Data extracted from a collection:
┌──

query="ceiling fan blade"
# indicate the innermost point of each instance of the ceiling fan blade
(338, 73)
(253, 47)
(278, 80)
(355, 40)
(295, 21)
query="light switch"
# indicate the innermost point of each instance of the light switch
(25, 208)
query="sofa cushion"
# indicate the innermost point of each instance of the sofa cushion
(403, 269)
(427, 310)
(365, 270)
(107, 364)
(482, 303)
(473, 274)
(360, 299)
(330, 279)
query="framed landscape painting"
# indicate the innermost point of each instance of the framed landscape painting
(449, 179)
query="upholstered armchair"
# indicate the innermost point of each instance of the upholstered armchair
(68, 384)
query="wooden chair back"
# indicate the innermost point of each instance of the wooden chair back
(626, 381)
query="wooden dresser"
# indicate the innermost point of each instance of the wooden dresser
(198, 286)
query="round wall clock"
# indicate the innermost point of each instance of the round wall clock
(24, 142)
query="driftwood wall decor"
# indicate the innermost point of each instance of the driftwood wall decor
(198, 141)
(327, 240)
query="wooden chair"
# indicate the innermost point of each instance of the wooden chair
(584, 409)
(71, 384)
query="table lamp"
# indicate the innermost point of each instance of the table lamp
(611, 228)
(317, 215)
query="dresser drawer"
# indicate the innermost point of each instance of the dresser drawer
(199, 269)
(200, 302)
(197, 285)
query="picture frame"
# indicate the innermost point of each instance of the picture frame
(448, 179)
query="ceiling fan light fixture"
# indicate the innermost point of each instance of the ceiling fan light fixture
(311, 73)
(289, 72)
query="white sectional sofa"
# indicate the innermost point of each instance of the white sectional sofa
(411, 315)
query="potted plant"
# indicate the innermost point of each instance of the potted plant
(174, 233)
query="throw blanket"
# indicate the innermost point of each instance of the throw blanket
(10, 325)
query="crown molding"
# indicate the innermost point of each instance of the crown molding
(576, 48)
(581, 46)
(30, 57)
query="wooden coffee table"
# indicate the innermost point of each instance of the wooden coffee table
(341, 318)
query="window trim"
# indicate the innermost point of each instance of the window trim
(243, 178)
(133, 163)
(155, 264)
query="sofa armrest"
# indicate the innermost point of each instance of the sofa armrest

└──

§ WHAT TO PRODUCE: Extract every line from the listing above that contains the string "fixture".

§ FULL SOLUTION:
query="ceiling fan light fixture"
# indicate the innermost point of each instance of the ceiling fan light fixture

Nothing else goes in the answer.